WHAT THIS TASK INVOLVES
Output exactly the lines spanning from the line containing "Practice step: identify the metal stanchion" to the last line of the entries, inclusive.

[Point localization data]

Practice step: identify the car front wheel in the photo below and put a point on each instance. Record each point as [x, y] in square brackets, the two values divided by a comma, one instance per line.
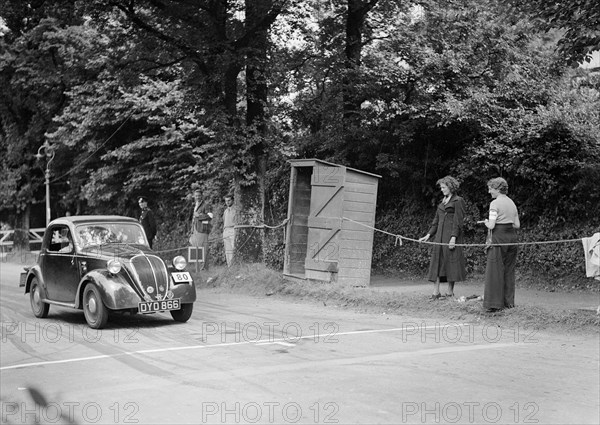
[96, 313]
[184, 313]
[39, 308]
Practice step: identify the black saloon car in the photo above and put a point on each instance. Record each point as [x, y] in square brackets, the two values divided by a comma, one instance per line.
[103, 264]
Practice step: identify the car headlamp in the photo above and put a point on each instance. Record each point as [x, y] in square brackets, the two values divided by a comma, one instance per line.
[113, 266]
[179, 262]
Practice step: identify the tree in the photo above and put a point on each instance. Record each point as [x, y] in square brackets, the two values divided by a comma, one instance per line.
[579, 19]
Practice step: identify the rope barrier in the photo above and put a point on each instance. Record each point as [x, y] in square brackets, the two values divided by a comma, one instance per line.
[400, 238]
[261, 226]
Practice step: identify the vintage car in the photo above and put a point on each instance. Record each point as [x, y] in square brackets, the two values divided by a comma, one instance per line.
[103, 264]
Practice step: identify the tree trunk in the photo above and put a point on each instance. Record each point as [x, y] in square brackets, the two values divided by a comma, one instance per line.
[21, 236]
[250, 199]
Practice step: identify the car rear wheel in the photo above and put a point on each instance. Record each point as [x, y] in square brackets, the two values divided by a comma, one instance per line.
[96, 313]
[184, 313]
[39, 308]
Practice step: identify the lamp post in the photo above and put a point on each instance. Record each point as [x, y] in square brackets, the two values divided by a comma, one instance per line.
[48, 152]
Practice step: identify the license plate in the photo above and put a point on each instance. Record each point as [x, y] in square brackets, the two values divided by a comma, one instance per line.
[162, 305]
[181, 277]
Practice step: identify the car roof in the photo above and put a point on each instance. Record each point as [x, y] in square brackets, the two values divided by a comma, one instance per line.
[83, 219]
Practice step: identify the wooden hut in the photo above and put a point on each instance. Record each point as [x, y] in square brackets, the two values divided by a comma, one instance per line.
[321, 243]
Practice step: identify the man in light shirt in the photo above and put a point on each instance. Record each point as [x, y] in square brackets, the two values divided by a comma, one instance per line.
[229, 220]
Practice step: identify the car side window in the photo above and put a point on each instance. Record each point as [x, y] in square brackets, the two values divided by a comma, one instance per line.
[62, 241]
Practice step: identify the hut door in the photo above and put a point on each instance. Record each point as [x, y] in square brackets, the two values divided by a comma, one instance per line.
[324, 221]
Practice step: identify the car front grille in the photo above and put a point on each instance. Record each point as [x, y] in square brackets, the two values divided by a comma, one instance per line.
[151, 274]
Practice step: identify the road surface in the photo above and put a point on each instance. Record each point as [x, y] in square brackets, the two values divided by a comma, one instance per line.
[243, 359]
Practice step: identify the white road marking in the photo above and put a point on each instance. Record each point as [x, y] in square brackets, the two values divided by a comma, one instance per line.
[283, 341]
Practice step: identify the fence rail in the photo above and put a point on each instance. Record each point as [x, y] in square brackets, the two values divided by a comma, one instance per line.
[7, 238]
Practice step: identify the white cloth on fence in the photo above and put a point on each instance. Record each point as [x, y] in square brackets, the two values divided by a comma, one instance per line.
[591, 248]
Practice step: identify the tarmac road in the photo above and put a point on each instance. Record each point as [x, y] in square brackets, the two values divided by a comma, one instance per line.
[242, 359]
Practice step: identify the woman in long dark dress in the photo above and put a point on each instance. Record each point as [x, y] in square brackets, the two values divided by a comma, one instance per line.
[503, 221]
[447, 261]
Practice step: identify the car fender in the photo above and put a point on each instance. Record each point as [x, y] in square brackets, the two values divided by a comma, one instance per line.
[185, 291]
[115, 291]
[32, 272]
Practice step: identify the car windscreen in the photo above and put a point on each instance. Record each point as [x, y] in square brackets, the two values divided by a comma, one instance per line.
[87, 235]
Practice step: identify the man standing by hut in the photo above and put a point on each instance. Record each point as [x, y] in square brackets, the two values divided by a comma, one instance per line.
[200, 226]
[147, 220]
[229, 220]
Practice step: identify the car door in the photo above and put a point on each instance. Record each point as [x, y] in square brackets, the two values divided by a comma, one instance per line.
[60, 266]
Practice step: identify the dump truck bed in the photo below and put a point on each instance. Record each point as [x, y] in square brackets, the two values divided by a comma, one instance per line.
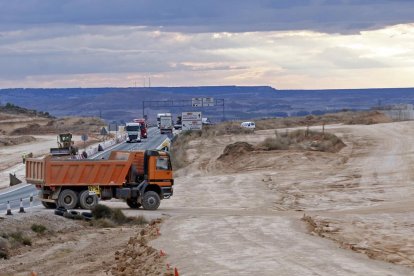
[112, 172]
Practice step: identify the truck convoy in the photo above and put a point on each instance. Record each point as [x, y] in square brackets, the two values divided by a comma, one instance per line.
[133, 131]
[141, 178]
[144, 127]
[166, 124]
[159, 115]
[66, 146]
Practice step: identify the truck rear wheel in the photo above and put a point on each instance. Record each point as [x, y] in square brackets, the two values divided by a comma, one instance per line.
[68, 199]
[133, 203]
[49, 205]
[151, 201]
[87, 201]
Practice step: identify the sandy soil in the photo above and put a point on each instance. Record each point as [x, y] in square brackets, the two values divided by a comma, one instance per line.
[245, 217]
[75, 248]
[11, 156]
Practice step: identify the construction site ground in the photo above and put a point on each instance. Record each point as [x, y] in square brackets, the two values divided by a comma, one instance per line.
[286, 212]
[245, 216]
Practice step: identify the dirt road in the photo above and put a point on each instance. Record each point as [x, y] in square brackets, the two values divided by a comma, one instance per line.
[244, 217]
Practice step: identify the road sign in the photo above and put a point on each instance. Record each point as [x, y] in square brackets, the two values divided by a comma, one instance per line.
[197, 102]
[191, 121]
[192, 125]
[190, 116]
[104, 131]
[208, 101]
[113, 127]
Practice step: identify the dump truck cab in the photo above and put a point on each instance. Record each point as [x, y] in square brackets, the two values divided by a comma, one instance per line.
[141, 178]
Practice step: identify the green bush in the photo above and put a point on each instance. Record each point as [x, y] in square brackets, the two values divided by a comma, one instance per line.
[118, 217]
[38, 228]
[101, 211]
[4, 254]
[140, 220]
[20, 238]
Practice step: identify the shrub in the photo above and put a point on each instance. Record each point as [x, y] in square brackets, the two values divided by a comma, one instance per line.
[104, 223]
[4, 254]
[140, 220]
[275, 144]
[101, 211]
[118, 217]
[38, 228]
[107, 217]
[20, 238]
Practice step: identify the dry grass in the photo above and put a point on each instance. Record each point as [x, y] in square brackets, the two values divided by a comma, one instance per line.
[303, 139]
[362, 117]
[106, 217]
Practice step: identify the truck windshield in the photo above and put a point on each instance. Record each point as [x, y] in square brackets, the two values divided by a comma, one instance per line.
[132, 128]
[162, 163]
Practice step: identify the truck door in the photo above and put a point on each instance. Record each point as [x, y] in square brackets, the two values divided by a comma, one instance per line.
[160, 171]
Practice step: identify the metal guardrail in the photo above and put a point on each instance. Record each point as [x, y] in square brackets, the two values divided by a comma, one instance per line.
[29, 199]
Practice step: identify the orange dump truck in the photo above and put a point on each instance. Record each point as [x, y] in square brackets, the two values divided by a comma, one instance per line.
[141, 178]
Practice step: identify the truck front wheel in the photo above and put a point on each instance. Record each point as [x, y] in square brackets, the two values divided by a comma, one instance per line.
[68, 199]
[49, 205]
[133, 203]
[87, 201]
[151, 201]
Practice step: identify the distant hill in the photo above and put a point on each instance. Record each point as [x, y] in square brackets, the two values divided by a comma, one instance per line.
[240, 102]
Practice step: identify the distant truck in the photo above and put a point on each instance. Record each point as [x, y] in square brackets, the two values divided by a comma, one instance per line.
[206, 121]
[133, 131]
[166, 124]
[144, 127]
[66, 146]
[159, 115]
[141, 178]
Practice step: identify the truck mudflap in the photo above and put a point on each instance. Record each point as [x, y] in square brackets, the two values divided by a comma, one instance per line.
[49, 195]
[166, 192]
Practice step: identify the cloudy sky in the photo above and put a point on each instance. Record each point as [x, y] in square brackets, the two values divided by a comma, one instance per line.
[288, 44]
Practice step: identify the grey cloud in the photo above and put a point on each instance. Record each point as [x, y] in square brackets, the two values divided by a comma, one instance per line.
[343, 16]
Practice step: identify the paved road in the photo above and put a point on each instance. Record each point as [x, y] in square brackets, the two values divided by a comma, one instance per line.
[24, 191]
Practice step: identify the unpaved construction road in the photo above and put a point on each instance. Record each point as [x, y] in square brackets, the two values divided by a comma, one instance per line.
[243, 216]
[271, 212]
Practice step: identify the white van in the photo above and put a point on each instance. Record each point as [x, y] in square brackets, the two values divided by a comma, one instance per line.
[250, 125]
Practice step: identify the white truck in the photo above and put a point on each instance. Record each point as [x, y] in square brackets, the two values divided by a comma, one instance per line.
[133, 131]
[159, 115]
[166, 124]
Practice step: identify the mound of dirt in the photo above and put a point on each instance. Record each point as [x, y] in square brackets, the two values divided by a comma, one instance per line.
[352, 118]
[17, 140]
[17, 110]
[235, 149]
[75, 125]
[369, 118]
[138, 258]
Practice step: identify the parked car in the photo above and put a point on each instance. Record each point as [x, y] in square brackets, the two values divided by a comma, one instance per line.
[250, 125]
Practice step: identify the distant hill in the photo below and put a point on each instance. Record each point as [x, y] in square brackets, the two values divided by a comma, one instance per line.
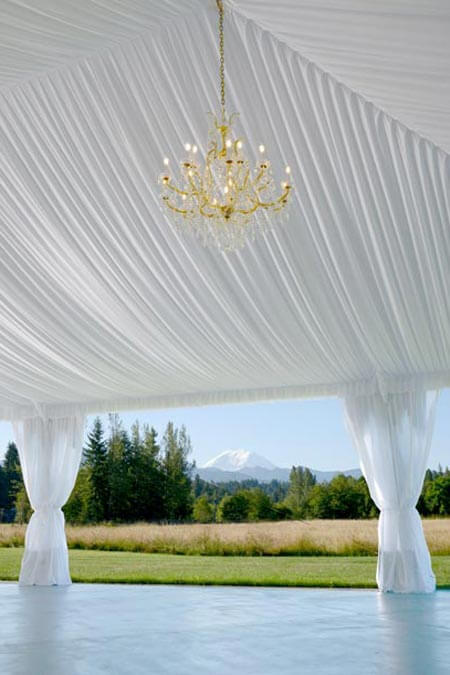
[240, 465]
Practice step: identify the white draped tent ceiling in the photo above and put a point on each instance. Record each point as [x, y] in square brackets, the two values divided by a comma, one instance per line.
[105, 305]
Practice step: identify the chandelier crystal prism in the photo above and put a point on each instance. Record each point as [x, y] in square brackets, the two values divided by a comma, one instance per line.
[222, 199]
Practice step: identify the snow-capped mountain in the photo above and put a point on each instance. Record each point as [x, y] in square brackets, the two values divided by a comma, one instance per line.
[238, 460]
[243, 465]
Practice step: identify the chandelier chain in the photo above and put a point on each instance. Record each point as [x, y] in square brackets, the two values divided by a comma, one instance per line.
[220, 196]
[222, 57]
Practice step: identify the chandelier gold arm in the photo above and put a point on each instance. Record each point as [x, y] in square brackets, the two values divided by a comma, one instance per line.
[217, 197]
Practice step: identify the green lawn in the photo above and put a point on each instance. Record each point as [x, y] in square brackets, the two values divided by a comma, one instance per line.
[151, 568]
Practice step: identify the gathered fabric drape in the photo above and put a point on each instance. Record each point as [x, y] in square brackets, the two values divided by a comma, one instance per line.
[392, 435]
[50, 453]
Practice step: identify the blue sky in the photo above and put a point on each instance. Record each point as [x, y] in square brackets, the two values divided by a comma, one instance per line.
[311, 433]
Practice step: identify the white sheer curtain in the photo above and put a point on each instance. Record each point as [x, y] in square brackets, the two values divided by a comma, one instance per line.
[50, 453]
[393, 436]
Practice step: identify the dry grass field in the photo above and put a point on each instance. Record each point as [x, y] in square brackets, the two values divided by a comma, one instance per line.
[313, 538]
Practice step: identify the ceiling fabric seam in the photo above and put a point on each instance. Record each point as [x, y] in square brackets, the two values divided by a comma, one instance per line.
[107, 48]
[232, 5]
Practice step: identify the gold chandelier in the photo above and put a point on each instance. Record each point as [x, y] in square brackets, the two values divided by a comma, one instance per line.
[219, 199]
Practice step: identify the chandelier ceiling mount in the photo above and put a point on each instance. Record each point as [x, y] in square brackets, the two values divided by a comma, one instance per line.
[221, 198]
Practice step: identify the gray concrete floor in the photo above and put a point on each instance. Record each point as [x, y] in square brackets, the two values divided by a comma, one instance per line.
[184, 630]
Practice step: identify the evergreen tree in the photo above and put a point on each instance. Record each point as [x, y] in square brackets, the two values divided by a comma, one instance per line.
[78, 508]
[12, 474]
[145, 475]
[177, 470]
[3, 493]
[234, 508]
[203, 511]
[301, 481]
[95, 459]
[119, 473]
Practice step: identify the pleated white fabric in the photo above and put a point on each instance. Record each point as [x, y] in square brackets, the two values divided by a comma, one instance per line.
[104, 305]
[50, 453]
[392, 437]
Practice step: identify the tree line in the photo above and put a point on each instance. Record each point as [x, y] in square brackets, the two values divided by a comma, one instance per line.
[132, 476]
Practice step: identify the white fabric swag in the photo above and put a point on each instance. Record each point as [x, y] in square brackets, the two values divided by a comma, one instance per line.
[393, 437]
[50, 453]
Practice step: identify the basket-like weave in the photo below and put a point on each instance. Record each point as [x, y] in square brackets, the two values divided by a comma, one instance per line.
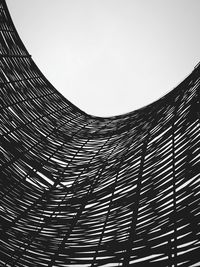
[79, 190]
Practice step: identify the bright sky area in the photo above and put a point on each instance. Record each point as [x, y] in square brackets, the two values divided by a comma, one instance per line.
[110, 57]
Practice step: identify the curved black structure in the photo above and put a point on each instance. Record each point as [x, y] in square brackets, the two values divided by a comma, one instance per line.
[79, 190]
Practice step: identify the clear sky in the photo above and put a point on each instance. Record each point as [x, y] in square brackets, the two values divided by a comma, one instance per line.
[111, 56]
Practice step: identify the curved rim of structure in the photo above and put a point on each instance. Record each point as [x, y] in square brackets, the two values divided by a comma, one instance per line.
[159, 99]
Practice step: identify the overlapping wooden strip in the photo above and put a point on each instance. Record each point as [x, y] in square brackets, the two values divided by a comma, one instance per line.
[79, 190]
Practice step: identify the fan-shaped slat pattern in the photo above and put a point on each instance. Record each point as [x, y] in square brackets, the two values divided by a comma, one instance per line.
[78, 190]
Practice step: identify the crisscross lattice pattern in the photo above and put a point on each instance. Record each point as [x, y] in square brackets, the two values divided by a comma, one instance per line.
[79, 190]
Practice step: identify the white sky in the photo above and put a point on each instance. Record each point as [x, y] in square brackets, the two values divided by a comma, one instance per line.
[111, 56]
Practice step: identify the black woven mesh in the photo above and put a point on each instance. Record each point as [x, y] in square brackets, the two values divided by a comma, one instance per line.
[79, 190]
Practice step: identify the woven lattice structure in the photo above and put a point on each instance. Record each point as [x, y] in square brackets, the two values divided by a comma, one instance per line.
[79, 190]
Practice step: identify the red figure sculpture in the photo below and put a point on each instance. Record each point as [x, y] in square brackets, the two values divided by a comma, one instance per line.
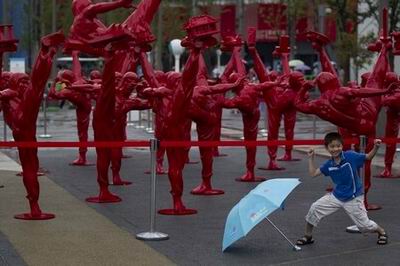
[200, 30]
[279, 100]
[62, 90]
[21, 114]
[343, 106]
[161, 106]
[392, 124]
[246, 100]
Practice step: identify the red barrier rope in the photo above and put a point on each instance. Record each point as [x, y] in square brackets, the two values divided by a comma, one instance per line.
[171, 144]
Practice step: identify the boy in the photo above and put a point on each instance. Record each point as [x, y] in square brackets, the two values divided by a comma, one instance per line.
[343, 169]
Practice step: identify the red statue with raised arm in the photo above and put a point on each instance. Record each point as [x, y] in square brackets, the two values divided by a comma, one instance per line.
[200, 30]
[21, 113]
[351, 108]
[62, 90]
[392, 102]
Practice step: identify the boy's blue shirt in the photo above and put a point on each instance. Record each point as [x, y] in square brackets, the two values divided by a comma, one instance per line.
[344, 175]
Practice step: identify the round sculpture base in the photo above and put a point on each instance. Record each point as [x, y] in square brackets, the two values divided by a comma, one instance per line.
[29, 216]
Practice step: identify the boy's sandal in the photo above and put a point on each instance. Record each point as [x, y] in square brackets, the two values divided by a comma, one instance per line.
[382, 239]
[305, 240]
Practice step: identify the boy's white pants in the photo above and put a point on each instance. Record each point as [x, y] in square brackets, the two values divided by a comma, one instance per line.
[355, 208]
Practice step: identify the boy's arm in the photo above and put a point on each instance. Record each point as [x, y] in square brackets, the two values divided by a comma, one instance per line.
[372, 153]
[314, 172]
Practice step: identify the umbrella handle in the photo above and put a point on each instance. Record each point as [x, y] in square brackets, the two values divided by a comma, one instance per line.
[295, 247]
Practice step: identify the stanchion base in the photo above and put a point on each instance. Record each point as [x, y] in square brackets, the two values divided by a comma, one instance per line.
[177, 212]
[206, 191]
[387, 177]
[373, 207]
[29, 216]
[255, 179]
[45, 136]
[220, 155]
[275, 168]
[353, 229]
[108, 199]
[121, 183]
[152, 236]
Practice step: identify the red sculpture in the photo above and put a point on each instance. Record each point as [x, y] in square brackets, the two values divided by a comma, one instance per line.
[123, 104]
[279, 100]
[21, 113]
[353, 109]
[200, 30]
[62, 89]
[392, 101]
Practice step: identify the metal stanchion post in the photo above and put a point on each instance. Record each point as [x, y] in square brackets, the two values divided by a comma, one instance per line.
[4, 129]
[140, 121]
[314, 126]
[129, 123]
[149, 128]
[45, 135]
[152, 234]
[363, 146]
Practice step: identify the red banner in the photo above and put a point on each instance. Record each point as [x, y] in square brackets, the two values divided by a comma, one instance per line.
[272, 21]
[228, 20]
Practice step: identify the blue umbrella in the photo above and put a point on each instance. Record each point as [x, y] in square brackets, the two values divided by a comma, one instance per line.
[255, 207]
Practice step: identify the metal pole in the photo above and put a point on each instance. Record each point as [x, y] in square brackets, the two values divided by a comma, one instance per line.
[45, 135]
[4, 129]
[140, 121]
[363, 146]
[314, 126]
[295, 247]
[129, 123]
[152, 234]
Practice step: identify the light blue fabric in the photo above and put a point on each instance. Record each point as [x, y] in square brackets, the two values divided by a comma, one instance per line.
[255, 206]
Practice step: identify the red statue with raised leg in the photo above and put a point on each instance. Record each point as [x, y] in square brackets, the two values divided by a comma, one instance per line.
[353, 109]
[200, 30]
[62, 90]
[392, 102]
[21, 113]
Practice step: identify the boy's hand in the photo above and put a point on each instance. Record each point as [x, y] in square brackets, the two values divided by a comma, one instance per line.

RESULT OF THIS EXERCISE
Practice step: identify the metal stanchion post in the photo above and put a point on each instance. Record each point as [x, y] in square brackets, the two values divided by a comma, one instance per line.
[4, 129]
[140, 121]
[314, 126]
[129, 123]
[149, 128]
[45, 135]
[152, 234]
[363, 146]
Practice step: identify the red banner in the photo above and put a point on each instance. Record each point as [x, y] in square brackets, the two values divided by a comma, one instance per line.
[272, 21]
[228, 20]
Practice step: identify the blue umbrella in the photo above and put a point on each instance. Record each point as [x, y] in square brackets, the two values divided by a comma, one instance per line.
[255, 207]
Practice step: identify the metal pole in the photo above and put a point on each instance. Record each point as [x, y] in square brackets, the two values divided by a comma, one instance per line.
[45, 135]
[4, 129]
[140, 121]
[363, 146]
[314, 126]
[295, 247]
[129, 123]
[152, 234]
Practice step: identify the light blue fabric in the photo above and put a point on each instance. Record each point as [x, y] in square brackets, the two values divided by a comma, one instance per line.
[255, 206]
Practice step: identify the red statue with raised leg in the photo above and put a point on each instance. Record each point as [x, y] in square brackets, the two values divided by a comma, one instance per line.
[353, 109]
[200, 30]
[62, 90]
[392, 102]
[21, 113]
Practice step: identify the boy's hand in the photo above and put a point on each instance. Record each point as [x, y] in square brackets, the two values divided by a comma, one instance per line.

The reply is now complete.